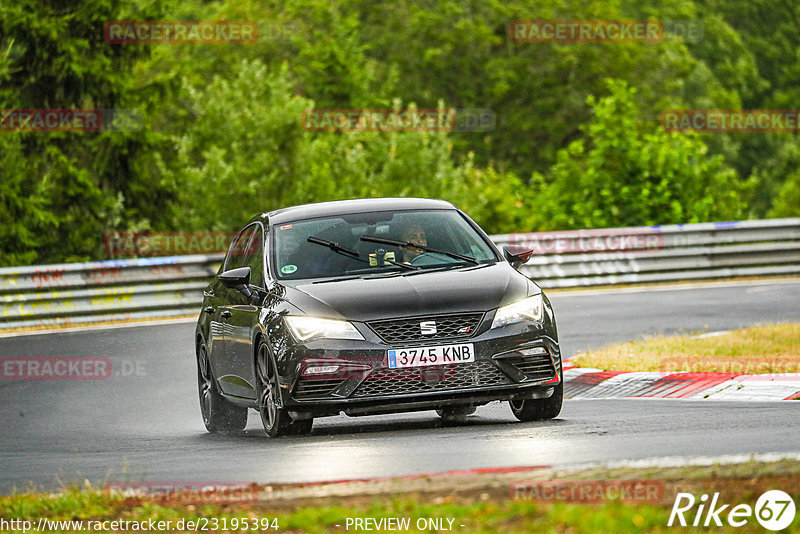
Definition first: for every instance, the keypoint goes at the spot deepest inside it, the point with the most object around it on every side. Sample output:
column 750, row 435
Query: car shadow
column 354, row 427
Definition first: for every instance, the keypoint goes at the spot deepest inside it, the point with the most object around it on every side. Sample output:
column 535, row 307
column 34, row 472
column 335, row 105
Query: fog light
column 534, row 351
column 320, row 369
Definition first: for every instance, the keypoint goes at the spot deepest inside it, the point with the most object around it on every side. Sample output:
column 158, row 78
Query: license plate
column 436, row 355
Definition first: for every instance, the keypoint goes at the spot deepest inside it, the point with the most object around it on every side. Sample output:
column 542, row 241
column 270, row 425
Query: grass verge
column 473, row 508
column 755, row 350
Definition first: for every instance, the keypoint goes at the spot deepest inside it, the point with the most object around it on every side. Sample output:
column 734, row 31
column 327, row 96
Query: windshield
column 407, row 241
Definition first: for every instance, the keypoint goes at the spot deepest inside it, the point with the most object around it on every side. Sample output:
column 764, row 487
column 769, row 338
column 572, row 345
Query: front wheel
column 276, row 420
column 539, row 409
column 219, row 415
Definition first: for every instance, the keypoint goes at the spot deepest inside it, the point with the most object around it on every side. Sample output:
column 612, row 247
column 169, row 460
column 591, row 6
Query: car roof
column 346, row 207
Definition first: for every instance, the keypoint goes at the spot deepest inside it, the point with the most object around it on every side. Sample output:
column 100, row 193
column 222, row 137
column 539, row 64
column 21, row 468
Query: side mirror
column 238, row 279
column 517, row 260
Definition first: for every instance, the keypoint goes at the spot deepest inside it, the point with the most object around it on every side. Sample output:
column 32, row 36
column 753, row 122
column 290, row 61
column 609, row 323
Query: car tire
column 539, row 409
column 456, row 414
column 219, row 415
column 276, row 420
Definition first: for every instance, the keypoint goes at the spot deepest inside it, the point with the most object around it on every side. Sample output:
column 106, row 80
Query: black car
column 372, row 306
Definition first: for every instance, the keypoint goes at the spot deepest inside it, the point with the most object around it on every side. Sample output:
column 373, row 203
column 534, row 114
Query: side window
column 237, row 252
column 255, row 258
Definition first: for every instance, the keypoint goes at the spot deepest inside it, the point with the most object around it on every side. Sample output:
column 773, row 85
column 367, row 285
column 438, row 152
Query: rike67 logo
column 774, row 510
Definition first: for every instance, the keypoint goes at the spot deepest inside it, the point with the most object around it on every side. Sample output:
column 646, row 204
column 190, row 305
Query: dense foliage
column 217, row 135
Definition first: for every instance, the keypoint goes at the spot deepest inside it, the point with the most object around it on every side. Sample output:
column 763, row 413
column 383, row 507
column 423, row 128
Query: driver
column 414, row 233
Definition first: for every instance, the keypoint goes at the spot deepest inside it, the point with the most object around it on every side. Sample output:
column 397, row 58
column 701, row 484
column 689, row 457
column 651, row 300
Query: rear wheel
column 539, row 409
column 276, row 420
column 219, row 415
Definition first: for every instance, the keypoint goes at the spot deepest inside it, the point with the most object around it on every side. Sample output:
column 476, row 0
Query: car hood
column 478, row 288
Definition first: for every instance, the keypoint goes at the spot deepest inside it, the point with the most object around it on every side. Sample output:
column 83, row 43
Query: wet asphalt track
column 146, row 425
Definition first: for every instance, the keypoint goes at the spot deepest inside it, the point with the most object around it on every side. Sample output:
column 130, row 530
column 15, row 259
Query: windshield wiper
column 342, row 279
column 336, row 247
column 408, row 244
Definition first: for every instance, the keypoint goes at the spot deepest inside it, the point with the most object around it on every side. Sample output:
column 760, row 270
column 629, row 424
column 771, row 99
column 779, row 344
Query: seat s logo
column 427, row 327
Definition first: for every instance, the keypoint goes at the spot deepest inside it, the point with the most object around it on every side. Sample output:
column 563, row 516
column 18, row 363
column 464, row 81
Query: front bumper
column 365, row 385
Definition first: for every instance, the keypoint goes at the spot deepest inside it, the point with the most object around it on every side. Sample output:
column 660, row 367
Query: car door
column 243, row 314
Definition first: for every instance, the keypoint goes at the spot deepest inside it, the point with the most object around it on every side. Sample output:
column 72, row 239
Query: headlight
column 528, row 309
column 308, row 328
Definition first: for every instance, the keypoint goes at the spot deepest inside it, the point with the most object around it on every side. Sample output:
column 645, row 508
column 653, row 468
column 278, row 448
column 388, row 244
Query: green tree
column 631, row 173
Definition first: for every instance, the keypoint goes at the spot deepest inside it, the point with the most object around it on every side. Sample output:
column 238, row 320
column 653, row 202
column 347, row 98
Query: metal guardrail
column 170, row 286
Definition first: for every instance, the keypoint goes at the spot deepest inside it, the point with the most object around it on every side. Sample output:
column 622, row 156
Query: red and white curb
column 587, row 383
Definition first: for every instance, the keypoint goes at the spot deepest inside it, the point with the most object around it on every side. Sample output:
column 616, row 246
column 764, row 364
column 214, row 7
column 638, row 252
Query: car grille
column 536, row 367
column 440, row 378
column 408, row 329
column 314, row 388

---

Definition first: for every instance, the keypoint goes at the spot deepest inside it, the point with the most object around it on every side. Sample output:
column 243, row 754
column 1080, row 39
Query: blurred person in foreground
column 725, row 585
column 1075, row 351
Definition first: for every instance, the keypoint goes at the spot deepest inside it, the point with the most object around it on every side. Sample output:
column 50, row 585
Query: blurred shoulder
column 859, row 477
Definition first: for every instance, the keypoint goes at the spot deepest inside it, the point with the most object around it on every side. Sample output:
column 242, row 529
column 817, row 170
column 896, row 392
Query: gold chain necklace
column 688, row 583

Aim of the task: Identify each line in the items above that contains the string "windshield", and copy every such line in full.

Correct output:
Query: windshield
Query: windshield wiper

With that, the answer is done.